**SCHRIFTLICHE AUFGABEN:**
A: Prüfen Sie, ob die Aussagen (i) bis (iii) mit dem Bericht über den Chorwettbewerb in Debrecen übereinstimmen. Antworten Sie jeweils mit Ja oder Nein und zitieren Sie die entscheidenden Worte des Berichts wörtlich.
(i) Debrecen liegt 200 km von der Landeshauptstadt entfernt.
(ii) Die teilnehmenden Chöre kommen aus vierzehn Ländern von fünf Kontinenten.
(iii) Die geladenen Gäste wohnen in einem Hotel am Stadtrand.
B: Beantworten Sie anhand des Berichts über den Chorwettbewerb in Debrecen die folgenden Fragen:
(i) In welchem Zeitraum finden der Wettbewerb und das Folklorefestival statt?
(ii) Vor wie vielen Jahren wurde Zoltán Kodály geboren?
(iii) Welche Brücke überqueren die Chöre bei der Parade?
C: Führen Sie den Bericht über den Chorwettbewerb in Debrecen im Anschluss an seinen letzten Satz fort.

**QUELLENAUSZUG:**
-*-

Maria Bartha, französische Sprachkoordinatorin des ICB
Nach einem kurzen oder auch langen Flug nach Budapest dauert es immer noch mehr als zwei Stunden, bis man die Stadt Debrecen erreicht hat, die 200 km von der Landeshauptstadt entfernt ist. Man findet einen einladenden Ort vor mit wunderschönen Blumen und großzügigen Plätzen, und mit einer alten Straßenbahnlinie, die das Bild der Hauptstraße prägt, die größtenteils für Fußgänger reserviert ist. Die geladenen Gäste wohnen in einem Hotel im Stadtzentrum, gleich neben dem Kulturzentrum, in dem der Chorwettbewerb stattfindet. Die Qualität und der Service sind hervorragend. Einige Gäste begrüßen ihre Sangeskollegen, die sie schon bei Chorwettbewerben in anderen Städten und Ländern kennen gelernt haben.
Jetzt sind sie alle hier für den 25. Internationalen Béla Bartók Chorwettbewerb und das Folklorefestival, die beide vom 25. bis zum 29. August 2012 in Debrecen durchgeführt werden. In diesem Jahr haben sich Chöre aus vierzehn Ländern von vier Kontinenten zur Teilnahme an diesem Ereignis eingefunden.
Die Jahre 2011 und 2012 markieren eine besondere Phase in der Geschichte der Stadt: Die Stadt wurde vor 650 Jahren als eine unabhängige königliche Residenz gegründet und feiert gleichzeitig den 150. Jahrestag des Beginns der örtlichen Musikerziehung. Außerdem wurde vor 130 Jahren Zoltán Kodály geboren, der das musikalische Leben der Region entscheidend geprägt hat. Im Jahr 2011 wurde in mehreren Veranstaltungen der fünfzigste Jahrestag der Gründung des Béla Bartók Chorwettbewerbs gefeiert, und der fünfundzwanzigste Wettbewerb dieser Reihe findet in diesem Jahr statt.
Es bietet sich ein farbenprächtiges Bild, als alle Chöre in einer Parade die kleine hölzerne Brücke überqueren und sich auf dem Platz vor der Bühne versammeln. Die meisten Chöre bestehen aus jungen Menschen, die ihre Trachten tragen und bekannte Lieder aus ihrer Heimat singen. Ihre Gesichter spiegeln ihre Freude. Morgen werden sie sich als Konkurrenten gegenüberstehen, aber jetzt genießen sie es, gleichgesinnten jungen Menschen aus weit entfernten Ländern zu begegnen, und sie warten ungeduldig auf den Abend, um sie besser kennen zu lernen.

-*-

**BEREITGESTELLTE ZEILEN:**
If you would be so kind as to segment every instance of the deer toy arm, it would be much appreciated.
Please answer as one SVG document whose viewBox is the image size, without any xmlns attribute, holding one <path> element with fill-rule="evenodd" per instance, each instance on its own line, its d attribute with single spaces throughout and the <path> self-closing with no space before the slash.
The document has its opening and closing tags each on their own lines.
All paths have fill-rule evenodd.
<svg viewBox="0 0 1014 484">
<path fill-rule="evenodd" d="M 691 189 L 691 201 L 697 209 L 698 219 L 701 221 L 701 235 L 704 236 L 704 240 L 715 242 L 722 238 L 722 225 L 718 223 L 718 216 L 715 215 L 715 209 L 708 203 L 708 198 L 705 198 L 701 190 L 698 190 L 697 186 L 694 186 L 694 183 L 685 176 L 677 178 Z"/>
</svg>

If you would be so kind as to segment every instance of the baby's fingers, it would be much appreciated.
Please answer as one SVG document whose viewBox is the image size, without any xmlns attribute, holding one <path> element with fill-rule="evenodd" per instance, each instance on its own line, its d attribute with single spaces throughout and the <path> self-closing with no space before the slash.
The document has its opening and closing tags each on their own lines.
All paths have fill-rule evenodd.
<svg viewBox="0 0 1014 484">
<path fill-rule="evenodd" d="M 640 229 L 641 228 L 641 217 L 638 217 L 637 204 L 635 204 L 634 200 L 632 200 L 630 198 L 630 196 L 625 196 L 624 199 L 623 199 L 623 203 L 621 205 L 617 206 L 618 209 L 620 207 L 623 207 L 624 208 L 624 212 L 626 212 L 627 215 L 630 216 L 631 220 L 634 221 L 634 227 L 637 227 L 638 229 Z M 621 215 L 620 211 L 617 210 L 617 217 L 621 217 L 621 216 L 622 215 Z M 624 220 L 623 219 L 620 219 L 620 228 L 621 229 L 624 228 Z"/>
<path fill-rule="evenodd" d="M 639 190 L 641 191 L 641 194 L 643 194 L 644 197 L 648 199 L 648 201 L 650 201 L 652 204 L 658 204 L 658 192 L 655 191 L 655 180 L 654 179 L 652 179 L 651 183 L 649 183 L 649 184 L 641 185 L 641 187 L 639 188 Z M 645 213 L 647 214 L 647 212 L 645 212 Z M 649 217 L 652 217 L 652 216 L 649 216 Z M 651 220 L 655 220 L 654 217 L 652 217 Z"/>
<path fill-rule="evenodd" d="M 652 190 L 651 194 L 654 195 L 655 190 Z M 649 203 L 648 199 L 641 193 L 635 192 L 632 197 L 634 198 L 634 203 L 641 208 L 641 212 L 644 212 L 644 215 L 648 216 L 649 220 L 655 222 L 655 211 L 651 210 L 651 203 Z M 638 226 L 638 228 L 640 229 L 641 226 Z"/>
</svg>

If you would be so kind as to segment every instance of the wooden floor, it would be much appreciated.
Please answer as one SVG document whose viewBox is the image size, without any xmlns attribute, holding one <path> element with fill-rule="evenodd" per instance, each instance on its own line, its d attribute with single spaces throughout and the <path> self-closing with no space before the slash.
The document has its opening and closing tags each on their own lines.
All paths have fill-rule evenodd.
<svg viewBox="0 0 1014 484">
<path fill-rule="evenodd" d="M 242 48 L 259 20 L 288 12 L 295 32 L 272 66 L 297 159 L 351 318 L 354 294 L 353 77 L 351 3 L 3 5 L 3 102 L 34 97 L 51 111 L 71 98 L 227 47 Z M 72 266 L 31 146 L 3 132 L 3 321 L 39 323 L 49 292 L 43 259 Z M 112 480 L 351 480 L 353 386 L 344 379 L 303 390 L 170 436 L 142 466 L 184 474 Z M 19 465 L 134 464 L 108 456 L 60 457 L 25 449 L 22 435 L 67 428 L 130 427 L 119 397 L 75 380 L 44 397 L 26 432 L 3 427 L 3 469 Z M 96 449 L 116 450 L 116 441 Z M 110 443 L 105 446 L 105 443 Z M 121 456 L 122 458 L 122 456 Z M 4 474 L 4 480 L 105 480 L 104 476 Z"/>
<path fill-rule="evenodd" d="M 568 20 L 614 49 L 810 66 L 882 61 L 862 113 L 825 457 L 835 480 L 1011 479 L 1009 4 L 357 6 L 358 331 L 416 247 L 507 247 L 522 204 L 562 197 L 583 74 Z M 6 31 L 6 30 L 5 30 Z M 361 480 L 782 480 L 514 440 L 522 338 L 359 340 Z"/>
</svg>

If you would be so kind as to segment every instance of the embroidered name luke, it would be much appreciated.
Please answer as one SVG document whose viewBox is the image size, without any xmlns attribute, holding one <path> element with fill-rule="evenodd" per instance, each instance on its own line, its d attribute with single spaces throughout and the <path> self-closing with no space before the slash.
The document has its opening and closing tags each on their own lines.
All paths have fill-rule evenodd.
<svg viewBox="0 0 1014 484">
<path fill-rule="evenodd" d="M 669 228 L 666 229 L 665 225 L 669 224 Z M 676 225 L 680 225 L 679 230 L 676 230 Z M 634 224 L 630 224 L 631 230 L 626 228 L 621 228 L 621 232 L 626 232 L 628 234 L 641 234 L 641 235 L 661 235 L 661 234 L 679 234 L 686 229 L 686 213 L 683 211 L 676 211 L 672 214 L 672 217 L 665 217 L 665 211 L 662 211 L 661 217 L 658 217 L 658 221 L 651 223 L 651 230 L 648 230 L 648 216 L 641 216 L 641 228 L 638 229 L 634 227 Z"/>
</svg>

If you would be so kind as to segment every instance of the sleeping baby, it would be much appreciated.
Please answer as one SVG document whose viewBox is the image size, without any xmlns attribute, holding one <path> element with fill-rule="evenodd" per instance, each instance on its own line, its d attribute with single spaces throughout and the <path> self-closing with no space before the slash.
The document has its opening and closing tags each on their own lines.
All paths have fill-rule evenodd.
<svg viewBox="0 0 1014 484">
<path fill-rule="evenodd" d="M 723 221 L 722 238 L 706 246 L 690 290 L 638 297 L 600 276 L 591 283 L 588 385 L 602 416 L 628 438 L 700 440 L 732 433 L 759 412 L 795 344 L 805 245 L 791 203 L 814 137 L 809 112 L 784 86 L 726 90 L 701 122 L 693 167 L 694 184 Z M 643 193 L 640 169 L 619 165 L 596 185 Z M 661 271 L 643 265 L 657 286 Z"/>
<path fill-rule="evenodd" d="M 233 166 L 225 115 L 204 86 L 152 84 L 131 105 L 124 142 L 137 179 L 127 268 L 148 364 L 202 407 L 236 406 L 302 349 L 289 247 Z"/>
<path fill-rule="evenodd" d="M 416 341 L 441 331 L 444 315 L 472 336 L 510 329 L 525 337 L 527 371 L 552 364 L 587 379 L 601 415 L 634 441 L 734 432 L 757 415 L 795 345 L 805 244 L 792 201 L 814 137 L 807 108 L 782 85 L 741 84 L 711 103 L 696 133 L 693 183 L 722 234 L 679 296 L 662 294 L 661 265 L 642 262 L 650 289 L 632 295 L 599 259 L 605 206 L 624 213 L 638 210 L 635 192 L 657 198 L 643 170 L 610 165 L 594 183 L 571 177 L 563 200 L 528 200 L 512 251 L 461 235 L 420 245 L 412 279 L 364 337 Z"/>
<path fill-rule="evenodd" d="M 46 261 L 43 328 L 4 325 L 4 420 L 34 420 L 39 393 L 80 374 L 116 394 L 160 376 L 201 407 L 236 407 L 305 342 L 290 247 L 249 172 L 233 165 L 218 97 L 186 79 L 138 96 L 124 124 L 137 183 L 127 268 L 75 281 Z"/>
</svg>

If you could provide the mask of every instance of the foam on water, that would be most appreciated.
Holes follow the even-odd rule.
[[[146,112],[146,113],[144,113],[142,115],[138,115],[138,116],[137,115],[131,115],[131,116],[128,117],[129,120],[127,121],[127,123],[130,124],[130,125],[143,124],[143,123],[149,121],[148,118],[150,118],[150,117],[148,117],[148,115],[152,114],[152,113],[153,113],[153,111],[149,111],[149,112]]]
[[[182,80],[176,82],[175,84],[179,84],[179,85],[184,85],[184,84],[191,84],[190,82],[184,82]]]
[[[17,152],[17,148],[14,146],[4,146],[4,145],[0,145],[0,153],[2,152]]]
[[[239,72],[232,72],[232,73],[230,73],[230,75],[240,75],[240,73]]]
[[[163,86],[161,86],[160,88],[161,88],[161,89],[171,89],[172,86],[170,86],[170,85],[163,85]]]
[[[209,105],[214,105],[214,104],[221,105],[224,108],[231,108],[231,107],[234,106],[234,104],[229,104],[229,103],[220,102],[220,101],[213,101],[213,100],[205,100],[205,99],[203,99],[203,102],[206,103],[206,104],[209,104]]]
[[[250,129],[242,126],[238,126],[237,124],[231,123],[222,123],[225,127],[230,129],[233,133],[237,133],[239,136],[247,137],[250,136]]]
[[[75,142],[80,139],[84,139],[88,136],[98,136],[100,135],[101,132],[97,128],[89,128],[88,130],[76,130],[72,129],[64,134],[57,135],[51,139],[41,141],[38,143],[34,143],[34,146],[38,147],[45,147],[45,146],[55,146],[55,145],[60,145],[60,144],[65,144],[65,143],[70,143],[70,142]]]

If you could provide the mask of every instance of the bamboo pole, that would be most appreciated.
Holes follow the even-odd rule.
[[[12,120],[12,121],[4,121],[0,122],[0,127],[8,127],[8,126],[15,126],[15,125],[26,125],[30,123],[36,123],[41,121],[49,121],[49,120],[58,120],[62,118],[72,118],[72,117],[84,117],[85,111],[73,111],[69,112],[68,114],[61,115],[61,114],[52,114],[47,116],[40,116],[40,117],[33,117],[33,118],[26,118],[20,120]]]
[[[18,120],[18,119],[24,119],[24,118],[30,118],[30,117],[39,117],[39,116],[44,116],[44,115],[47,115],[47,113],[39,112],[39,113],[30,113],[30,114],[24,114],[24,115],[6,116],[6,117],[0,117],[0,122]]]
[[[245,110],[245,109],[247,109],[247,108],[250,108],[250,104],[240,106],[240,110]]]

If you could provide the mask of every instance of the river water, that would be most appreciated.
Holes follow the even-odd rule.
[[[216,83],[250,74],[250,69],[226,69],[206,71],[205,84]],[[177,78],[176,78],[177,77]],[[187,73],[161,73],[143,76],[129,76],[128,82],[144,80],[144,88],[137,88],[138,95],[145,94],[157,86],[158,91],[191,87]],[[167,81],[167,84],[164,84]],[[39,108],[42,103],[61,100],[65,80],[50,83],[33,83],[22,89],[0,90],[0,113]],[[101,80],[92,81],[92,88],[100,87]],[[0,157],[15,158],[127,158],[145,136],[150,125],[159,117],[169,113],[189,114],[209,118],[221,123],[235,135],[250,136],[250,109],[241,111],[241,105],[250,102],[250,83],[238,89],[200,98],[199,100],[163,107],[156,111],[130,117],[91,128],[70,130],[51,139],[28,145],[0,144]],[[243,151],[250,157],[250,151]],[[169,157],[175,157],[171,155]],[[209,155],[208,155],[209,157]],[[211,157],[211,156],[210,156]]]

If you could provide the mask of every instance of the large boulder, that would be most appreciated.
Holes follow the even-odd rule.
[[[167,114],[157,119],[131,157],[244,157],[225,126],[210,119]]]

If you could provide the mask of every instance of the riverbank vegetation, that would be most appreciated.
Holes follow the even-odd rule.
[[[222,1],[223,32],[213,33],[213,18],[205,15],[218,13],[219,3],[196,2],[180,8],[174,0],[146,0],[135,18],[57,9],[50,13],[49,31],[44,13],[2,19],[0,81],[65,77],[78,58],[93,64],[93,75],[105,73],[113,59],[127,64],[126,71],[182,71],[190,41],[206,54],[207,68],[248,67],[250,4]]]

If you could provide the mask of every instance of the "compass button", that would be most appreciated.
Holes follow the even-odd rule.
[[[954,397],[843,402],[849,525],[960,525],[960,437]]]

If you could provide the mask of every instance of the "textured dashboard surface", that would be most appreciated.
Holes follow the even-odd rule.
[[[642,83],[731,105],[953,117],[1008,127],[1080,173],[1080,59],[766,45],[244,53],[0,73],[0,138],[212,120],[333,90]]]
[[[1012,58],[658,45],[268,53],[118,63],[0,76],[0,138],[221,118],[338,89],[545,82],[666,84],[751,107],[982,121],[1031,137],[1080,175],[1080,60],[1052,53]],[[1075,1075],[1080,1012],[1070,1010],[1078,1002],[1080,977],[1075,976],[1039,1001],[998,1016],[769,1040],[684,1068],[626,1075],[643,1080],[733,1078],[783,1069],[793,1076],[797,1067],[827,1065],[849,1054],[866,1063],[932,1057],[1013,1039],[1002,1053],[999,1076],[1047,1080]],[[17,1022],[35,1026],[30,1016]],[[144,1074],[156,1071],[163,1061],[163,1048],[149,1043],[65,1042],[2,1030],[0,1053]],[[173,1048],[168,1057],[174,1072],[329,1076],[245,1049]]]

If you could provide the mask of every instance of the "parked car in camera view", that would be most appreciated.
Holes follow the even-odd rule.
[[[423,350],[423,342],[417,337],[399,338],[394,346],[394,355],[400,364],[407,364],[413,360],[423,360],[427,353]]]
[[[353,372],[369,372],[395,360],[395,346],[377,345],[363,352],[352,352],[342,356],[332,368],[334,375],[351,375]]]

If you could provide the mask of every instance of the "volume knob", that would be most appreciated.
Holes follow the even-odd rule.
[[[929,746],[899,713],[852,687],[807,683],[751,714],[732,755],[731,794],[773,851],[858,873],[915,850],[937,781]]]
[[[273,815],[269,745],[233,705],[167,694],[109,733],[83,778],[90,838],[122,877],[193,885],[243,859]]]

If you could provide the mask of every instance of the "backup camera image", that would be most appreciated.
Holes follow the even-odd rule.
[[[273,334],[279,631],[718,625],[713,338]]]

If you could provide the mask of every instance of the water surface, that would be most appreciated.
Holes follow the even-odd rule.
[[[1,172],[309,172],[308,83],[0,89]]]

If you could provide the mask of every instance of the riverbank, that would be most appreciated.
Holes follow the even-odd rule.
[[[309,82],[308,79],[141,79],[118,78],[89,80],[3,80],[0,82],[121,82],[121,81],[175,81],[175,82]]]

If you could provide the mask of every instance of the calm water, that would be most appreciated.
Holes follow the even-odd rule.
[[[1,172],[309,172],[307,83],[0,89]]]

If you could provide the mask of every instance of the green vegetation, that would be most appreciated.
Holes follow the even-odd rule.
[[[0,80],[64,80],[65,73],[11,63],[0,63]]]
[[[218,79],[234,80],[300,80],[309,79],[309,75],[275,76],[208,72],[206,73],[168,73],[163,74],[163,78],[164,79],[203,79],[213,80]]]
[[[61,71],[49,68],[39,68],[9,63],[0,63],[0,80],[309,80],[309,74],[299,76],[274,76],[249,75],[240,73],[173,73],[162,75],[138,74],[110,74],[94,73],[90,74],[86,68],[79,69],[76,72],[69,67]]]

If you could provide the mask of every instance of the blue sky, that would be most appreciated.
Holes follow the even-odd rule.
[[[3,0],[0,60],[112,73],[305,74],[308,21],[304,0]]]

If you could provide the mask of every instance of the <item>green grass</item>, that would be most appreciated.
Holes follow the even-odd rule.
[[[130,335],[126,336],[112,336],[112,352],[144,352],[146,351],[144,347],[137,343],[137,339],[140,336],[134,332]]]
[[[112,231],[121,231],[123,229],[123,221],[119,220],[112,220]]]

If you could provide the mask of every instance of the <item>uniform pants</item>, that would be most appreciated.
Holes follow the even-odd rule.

-*-

**ERGEBNISSE DER ÜBUNG:**
A:
(i) Ja: „die 200 km von der Landeshauptstadt entfernt ist“
(ii) Nein: „Chöre aus vierzehn Ländern von vier Kontinenten“
(iii) Nein: „in einem Hotel im Stadtzentrum, gleich neben dem Kulturzentrum“

B:
(i) Vom 25. bis zum 29. August 2012.
(ii) Vor 130 Jahren.
(iii) Die kleine hölzerne Brücke.

C:
Die Stadt Debrecen freut sich darüber, noch ein Mal Gastgeber für den Wettbewerb sein zu dürfen. Der Bürgermeister von Debrecen, Herr Lajos Kósa, heißt alle teilnehmenden Chöre und die Vertreter der nationalen und internationalen Chorverbände herzlich willkommen, ebenso die Mitglieder der international besetzten Jury.
Am nächsten Morgen wird der Wettstreit beginnen. Zur Erinnerung werden nochmals die Regeln genannt: Beim Wettbewerb sind nur A-cappella-Chorwerke zur Aufführung zugelassen. Im Halbfinale und im Finale muss eine Chor-Komposition eines ungarischen Komponisten vor den selbst ausgewählten Titeln vorgetragen werden, und bei den selbst ausgewählten Liedern sind nur zeitgenössische Chorwerke zugelassen.
Die ungarische Sprache zu lernen ist nicht leicht; es gibt kaum Ähnlichkeiten mit anderen Sprachen, und da die Pflichtwerke in mehreren Wettbewerbsklassen ungarische Texte haben, unterscheidet sich die Aussprache bei den verschiedenen Chören. Die Teilnehmer sehen darin aber kein Problem, denn das professionell arbeitende Organisationskomitee hat dafür gesorgt, dass Informationen gleichzeitig in ungarischer und englischer Sprache verbreitet werden, sodass die Teilnehmer verstehen, worum es während der Veranstaltungen geht.
In der gesamten Stadt sind Lautsprecher aufgestellt, die die Vorträge der Chöre wiedergeben. So können Passanten auf der Straße auf ihrem Weg zum Supermarkt das Geschehen in der Konzerthalle live verfolgen. Viele Menschen werden vom Geschehen angelockt. So ist selbst an den Vormittagen die Konzerthalle fast voll, und bei den abendlichen Konzerten ist es sehr schwierig, noch einen Platz zu finden.
Debrecen ist sehr stolz auf den Internationalen Béla Bartók Chorwettbewerb. Deshalb wird diesem wichtigen Ereignis besondere Aufmerksamkeit zuteil, was sich auch durch folgende einzigartige Initiative ausdrückt: Seit 1970 hat die Stadt für jeden Wettbewerb Chorwerke junger Komponisten in Auftrag gegeben, die beim Eröffnungskonzert durch den bekannten professionellen Kodály-Chor von Debrecen uraufgeführt werden. Dieser Chor wurde von György Gulyás gegründet, der den Chor viele Jahre lang leitete und der auch den Béla Bartók Chorwettbewerb ins Leben rief – von Anfang an der zeitgenössischen Chormusik verpflichtet.
Der Wettbewerb findet an mehreren Tagen in der Kölcsey Centre Grand Concert Hall statt, mit einer professionellen Ausstattung und einer ausgezeichneten Akustik, die qualitativ hochwertige Aufführungen ermöglicht.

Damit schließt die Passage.